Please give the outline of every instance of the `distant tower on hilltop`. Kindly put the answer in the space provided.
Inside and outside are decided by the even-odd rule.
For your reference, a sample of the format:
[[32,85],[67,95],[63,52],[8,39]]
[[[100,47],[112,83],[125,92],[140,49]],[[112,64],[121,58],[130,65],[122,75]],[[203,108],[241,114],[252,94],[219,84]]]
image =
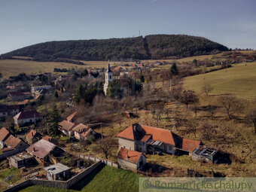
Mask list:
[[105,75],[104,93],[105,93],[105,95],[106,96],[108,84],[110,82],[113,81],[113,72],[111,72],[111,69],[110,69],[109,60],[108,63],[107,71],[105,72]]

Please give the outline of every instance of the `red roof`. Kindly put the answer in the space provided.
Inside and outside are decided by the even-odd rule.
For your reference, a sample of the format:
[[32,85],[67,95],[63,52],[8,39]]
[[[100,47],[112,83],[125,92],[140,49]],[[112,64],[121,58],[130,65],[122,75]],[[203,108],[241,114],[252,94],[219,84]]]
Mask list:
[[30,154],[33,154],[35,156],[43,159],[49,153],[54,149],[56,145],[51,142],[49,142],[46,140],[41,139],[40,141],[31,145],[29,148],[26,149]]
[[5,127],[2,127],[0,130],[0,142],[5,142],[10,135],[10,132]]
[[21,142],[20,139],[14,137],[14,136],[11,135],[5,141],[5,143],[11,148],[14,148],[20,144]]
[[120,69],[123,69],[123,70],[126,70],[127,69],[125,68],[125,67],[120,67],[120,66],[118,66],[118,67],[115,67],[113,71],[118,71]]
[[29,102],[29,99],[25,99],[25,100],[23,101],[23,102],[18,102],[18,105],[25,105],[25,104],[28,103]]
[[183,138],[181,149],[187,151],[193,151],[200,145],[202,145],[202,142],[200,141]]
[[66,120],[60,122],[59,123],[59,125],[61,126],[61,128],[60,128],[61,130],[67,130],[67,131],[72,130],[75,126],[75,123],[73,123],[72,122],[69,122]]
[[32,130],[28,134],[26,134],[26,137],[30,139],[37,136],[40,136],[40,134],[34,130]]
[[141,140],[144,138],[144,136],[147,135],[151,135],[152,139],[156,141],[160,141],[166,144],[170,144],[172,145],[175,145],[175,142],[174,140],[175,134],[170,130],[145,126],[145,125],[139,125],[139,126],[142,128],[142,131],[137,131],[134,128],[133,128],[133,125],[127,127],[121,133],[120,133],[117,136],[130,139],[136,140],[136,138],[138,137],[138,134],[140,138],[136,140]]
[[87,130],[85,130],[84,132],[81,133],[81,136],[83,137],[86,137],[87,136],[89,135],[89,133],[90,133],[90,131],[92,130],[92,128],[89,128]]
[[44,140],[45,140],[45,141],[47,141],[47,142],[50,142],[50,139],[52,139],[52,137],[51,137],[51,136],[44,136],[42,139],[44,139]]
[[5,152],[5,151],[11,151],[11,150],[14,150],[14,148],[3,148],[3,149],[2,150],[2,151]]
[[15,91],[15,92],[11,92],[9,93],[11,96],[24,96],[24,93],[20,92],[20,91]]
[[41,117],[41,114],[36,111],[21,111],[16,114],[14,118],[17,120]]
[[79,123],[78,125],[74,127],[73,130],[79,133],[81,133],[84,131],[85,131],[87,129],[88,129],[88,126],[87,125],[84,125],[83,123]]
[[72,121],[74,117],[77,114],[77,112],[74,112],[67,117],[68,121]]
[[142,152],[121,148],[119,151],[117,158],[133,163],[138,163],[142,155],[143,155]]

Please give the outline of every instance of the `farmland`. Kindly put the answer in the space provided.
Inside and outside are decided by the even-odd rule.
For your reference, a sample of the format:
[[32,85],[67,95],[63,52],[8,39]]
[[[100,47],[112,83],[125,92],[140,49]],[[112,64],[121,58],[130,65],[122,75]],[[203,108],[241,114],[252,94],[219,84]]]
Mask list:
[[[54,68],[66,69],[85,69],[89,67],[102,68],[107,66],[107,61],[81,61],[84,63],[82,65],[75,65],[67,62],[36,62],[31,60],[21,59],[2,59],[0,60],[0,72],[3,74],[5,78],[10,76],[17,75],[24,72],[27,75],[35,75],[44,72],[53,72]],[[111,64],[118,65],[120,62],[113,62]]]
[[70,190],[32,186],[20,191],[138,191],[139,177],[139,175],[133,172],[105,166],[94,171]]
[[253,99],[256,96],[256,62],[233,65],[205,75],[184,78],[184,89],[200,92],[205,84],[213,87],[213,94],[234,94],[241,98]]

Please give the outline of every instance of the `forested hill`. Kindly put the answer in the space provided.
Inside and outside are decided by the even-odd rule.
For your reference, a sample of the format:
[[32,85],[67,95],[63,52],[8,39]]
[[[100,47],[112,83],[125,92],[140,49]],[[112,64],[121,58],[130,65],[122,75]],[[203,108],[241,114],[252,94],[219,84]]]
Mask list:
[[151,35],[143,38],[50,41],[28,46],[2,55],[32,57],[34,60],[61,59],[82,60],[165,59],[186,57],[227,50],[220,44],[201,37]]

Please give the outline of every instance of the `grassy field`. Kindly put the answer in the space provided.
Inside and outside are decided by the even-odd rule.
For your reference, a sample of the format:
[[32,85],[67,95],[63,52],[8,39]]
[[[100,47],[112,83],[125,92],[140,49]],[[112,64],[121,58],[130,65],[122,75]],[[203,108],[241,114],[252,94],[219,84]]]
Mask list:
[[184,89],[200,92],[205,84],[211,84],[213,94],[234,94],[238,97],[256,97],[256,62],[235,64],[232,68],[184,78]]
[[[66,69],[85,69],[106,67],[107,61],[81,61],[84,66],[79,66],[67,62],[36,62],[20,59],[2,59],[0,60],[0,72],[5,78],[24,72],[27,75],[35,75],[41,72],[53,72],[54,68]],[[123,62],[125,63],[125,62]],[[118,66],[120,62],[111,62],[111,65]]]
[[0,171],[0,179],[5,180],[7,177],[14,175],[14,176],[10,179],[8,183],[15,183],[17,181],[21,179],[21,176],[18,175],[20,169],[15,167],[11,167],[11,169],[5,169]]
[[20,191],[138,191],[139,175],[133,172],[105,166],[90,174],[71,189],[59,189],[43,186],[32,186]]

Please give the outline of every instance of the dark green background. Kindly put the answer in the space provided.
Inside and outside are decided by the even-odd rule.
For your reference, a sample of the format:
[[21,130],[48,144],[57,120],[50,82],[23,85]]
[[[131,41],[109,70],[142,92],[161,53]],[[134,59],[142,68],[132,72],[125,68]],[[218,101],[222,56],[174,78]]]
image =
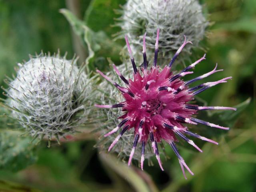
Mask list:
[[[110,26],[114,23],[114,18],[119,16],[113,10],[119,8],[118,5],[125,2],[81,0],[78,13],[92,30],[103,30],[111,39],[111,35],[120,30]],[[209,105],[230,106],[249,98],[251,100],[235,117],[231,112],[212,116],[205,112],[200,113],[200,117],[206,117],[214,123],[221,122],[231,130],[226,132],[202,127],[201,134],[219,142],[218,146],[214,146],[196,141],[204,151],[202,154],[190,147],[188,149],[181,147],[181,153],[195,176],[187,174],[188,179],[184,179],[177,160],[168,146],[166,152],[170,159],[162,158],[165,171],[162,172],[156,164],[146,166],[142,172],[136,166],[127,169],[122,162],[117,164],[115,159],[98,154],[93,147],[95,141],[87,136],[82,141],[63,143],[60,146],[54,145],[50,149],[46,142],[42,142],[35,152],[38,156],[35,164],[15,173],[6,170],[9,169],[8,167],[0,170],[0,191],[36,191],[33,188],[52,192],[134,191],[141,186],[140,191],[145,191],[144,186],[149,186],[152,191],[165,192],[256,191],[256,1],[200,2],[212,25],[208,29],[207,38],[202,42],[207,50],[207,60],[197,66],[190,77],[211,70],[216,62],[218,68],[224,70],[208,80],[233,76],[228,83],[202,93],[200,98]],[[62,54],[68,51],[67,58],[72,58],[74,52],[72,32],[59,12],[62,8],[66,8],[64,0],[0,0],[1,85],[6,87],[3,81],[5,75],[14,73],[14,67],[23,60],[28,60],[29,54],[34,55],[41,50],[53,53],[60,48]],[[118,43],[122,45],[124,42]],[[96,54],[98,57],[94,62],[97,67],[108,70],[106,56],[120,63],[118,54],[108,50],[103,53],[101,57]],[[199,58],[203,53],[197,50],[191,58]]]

## [EXERCISE BRIEF]
Please count the lines above that contain the word "Kindly" and give only that number.

## [RESULT OF THIS TASK]
6